### Exercise goal
Copy only what runs from the line containing "Q: Point to every instance of the brass" through the end of the material below, line for line, with both ends included.
── Input material ──
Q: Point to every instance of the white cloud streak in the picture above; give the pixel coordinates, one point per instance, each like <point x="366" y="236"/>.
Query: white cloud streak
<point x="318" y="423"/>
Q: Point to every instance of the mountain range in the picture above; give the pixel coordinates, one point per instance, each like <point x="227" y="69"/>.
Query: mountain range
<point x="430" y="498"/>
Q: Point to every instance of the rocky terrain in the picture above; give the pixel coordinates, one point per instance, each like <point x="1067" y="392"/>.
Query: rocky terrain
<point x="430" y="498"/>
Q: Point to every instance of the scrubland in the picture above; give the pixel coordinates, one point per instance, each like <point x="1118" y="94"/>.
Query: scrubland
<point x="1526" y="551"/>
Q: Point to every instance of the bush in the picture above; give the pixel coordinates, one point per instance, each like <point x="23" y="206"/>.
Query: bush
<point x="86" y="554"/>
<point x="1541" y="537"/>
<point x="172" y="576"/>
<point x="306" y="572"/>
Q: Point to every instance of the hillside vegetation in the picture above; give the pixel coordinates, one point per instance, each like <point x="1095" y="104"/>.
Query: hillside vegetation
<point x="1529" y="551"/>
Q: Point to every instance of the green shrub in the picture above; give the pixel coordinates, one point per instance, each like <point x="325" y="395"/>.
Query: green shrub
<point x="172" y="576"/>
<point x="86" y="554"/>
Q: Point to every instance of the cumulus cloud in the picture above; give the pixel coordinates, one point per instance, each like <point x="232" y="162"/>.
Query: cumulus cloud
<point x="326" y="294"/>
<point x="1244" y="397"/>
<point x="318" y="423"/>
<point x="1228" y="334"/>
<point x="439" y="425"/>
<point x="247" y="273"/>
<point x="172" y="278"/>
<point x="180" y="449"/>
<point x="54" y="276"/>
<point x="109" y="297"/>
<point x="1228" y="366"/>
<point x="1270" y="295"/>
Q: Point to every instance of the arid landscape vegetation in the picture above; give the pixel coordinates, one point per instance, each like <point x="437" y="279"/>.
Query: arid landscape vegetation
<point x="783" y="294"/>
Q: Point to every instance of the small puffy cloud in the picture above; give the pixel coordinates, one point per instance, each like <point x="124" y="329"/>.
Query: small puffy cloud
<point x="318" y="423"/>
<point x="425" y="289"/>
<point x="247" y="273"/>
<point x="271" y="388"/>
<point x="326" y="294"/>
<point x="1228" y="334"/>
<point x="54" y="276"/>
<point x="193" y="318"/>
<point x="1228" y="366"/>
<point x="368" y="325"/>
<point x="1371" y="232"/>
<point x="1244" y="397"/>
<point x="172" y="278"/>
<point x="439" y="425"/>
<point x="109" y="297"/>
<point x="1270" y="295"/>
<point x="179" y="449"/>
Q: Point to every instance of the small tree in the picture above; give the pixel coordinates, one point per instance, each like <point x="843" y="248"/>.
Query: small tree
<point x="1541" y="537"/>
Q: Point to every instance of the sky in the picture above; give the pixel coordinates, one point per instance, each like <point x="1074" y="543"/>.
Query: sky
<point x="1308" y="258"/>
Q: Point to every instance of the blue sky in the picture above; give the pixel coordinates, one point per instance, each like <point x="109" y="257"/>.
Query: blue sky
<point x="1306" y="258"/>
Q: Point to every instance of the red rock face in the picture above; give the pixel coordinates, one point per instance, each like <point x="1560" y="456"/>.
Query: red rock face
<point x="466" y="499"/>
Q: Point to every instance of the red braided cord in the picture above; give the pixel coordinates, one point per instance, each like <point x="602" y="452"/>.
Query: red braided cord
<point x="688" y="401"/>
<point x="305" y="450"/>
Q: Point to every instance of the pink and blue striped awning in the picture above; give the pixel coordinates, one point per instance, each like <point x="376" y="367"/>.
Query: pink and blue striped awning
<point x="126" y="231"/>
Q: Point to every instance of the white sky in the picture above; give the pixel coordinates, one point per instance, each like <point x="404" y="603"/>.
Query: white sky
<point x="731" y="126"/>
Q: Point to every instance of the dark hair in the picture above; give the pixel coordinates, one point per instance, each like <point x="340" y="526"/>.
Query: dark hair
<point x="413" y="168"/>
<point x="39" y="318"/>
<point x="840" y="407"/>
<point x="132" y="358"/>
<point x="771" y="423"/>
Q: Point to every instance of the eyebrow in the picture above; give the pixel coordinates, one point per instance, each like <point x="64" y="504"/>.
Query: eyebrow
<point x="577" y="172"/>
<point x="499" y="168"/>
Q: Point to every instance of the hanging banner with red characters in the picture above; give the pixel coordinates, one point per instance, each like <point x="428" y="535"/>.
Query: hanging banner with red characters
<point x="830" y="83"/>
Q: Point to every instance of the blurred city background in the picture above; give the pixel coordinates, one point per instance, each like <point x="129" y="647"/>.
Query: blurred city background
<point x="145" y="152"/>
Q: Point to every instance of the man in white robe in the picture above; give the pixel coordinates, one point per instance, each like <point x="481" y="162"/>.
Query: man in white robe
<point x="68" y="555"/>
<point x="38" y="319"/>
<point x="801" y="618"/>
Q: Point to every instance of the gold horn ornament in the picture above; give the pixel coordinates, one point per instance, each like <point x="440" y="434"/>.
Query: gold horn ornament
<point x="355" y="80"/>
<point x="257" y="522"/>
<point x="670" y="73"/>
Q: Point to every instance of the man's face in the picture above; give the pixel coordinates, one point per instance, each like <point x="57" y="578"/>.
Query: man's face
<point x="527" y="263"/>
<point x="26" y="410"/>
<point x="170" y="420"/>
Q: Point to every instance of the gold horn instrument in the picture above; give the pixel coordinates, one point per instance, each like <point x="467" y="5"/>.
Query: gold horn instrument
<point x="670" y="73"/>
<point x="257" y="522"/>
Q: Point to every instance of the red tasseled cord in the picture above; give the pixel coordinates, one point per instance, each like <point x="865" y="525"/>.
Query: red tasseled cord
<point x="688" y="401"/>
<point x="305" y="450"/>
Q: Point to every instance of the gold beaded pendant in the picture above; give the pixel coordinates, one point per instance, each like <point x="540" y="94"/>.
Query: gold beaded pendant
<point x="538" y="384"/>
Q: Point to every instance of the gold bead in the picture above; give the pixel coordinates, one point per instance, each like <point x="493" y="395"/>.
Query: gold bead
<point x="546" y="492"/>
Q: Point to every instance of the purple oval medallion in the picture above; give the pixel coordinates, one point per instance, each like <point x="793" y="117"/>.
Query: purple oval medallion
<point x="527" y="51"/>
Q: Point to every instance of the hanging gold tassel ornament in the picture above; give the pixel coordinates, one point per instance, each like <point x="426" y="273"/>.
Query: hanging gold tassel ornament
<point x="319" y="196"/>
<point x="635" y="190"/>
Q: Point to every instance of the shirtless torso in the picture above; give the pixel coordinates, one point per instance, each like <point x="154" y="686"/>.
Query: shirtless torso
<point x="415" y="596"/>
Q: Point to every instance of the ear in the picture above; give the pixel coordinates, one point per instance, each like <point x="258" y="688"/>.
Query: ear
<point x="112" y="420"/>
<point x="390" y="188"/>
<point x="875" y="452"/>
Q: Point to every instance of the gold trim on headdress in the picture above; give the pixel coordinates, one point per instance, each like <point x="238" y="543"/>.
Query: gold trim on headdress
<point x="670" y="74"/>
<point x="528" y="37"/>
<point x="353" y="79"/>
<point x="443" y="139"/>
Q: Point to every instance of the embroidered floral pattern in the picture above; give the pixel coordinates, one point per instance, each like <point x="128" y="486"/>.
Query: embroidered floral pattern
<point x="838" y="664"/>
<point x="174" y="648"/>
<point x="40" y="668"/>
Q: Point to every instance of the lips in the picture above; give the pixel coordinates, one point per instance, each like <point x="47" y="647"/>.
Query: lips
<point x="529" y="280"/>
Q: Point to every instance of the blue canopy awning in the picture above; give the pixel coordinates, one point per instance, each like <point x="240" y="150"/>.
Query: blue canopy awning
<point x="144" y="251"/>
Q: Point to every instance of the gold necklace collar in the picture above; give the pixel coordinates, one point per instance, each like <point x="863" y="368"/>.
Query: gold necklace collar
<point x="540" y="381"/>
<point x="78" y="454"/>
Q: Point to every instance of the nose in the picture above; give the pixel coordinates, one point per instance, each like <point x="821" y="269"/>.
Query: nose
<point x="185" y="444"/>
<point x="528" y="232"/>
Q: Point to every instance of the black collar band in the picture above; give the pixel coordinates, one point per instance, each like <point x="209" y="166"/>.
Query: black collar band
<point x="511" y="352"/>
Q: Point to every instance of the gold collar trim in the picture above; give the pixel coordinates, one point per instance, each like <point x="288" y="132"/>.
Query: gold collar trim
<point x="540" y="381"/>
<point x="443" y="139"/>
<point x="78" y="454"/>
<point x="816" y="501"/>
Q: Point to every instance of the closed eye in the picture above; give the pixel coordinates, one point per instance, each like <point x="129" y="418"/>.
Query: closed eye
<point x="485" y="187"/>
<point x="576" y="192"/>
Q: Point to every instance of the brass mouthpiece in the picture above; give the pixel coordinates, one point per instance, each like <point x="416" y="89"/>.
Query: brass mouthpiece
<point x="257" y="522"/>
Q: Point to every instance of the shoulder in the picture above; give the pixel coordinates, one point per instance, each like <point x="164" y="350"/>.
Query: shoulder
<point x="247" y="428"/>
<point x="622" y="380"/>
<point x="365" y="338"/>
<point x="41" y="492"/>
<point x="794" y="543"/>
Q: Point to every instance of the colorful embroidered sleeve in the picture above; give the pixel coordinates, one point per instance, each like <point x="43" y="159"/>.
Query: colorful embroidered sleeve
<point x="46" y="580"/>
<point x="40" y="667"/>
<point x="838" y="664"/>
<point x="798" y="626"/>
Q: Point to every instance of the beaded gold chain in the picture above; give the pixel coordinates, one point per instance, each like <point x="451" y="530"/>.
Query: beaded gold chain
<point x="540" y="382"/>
───
### Response for this exercise
Q: Point to every instance of the brass mouthpiece in the picture above; give the pixel coordinates, one point per instance, each like <point x="416" y="89"/>.
Query: brass mouthpiece
<point x="257" y="522"/>
Q: Point to every instance of the shoulder in the picture above; give the pixel coordinates, one point per instance, each like <point x="164" y="350"/>.
Query: shoulder
<point x="247" y="428"/>
<point x="622" y="380"/>
<point x="365" y="338"/>
<point x="41" y="492"/>
<point x="794" y="543"/>
Q: Point to every instance of the colorful embroidered sleeve in the picture above; give the pixel coordinates, one point per instance, each like <point x="43" y="159"/>.
Query: colorful embroidered sleeve
<point x="46" y="580"/>
<point x="40" y="667"/>
<point x="838" y="664"/>
<point x="798" y="626"/>
Q: Point to every instance of the beaded gold chain in the picture above; give the pixel coordinates, one point per instance, each like <point x="451" y="530"/>.
Query: beaded gold chain
<point x="540" y="382"/>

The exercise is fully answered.